Les pauvres n'avaient pas besoin de ça, leur discipline étant déjà assez périlleuse comme ça : risques d'anthropomorphisme (plaquer des caractéristiques humaines sur les animaux), ou au contraire faire de quelques caractéristiques humaines des domaines sacrés inaccessibles aux autres animaux, difficultés à se dégager des idées dominantes au sein de sa culture d'origine et de ses propres opinions sur l'organisation idéale de la société.

Ajoutons comme cerise sur le gâteau l'emploi d'un vocabulaire issu de la vie courante, habitude commune à toutes les sciences : ça facilite les intuitions, ça permet de compresser des idées complexes en un mot et d'éviter que les revues scientifiques ne ressemblent à des bottins téléphoniques, mais dans ce domaine précis, les termes employés (hiérarchie, domination, soumission, …) charrient aussi beaucoup de connotations politiques. Et difficile de s'en débarrasser complètement en écrivant, même quand on est de bonne foi au départ.

Cet essai tente d'apporter les bons réflexes à avoir chaque fois que l'on lit une étude sur le comportement des animaux : s'intéresser au sens exact des mots employés et ne pas s'arrêter à la signification de la vie courante, lire l'entièreté des études et ne pas se contenter des résumés boiteux de deuxième ou troisième main qui se sont débarrassés de toutes les nuances, et éviter les généralisations abusives : les conclusions d'une étude ne s'appliquent pas forcément à d'autres espèces, et ne sont même pas généralisables à une espèce entière, tant les conditions de l'expérience peuvent influencer les résultats. Les comportement d'animaux en cage ne sont pas forcément les mêmes que ceux qui vivent en liberté, et l'abondance de nourriture, les habitats exigus, la présence de prédateurs, etc. peuvent modifier radicalement les comportements.

+ + + +

Exercice court 1: Recopiez fidèlement le passage du texte sur l'étude du comportement animal qui va de « Ajoutons comme cerise » jusqu'à « foi au départ. ».
Exercice court 2: Selon le texte sur l'étude du comportement animal, pourquoi les conclusions d'une étude ne valent-elles pas forcément pour une espèce entière ? Répondez en une à trois phrases.

Données fournies:

+ + + +

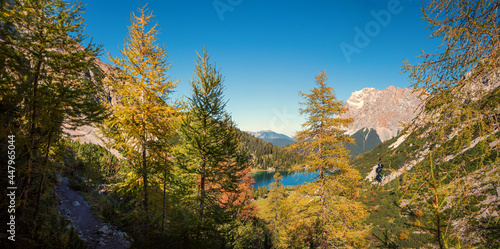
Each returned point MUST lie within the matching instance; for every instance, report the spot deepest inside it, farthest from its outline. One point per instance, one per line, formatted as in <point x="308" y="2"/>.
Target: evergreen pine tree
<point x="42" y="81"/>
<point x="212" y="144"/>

+ + + +

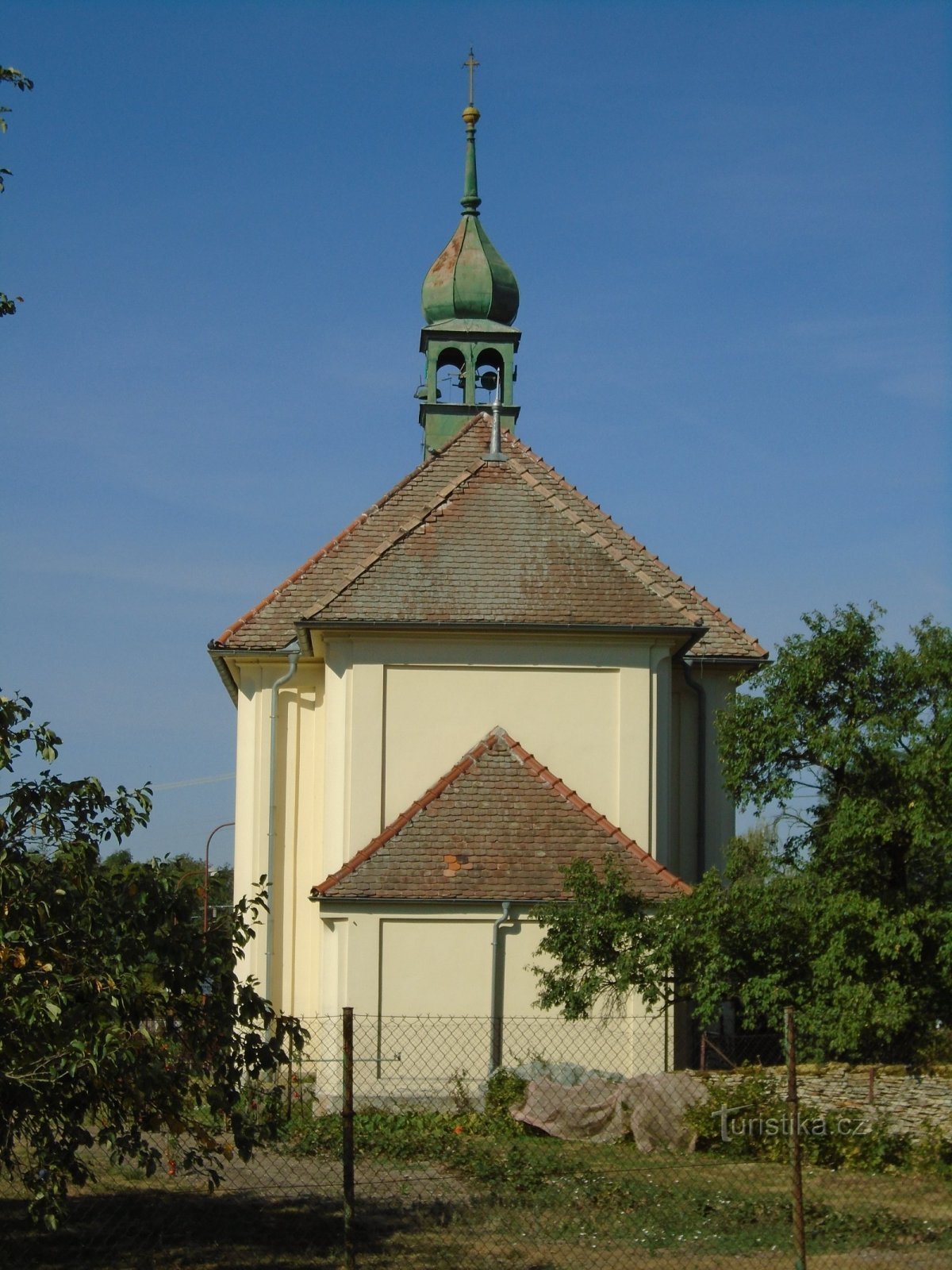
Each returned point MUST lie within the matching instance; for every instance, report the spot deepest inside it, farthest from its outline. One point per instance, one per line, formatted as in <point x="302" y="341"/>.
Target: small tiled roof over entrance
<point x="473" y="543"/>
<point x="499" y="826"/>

+ + + +

Réponse 1:
Ajoutons comme cerise sur le gâteau l'emploi d'un vocabulaire issu de la vie courante, habitude commune à toutes les sciences : ça facilite les intuitions, ça permet de compresser des idées complexes en un mot et d'éviter que les revues scientifiques ne ressemblent à des bottins téléphoniques, mais dans ce domaine précis, les termes employés (hiérarchie, domination, soumission, …) charrient aussi beaucoup de connotations politiques. Et difficile de s'en débarrasser complètement en écrivant, même quand on est de bonne foi au départ.

Réponse 2: Les conditions de l'expérience peuvent fortement influencer les résultats. Des animaux en cage ne se comportent pas forcément comme ceux qui vivent en liberté, et l'abondance de nourriture, des habitats exigus ou la présence de prédateurs peuvent modifier radicalement les comportements.